*Given data*.
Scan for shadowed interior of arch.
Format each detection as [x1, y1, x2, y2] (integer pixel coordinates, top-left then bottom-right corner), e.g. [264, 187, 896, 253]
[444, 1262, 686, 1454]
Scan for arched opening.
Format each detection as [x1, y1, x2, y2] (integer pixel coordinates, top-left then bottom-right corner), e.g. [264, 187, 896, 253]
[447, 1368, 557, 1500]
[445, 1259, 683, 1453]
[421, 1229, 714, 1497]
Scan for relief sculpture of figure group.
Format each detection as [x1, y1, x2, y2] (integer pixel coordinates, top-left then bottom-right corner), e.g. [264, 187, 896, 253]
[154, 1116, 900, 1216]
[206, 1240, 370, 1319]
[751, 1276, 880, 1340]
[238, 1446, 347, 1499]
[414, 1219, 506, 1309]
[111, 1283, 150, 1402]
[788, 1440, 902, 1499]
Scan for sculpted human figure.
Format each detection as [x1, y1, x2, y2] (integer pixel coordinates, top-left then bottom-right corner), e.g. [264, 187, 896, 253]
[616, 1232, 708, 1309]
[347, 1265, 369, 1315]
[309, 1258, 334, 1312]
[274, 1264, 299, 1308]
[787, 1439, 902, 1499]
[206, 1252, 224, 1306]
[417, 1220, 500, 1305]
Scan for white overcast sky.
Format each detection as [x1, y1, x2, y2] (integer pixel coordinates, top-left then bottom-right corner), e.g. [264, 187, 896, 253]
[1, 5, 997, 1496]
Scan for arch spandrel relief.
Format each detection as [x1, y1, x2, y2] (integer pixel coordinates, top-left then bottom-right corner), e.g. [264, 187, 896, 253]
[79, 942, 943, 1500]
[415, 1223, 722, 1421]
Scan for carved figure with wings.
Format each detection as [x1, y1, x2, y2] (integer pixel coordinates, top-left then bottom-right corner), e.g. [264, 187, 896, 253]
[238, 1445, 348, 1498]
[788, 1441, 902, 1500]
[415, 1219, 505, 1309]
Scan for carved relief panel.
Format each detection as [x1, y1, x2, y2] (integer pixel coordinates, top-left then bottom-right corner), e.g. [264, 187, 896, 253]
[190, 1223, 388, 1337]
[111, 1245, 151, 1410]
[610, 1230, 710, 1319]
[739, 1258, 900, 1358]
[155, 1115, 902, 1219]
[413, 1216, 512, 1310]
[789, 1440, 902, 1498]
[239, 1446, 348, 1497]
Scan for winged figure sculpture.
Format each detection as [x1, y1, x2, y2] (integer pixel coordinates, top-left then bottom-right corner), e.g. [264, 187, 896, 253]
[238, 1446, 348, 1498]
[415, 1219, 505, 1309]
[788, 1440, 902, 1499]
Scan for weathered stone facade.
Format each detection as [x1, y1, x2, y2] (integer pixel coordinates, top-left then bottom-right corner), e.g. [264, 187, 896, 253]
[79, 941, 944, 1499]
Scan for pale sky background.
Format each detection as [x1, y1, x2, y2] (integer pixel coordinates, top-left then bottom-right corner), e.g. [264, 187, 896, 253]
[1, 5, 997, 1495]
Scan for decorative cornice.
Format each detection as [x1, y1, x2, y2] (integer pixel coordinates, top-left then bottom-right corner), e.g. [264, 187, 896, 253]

*Exercise requirements*. Show all lines above holding "Scan".

*Solution to the problem*.
Scan for shadowed interior of arch.
Scan for arched opening.
Scan for relief sculpture of figure group.
Scan for sculpted human figure.
Scan for white overcast sky.
Scan for arch spandrel relief.
Scan for carved figure with wings.
Scan for carved relief panel.
Scan for winged figure sculpture.
Scan for weathered stone facade.
Scan for pale sky background.
Scan for decorative cornice.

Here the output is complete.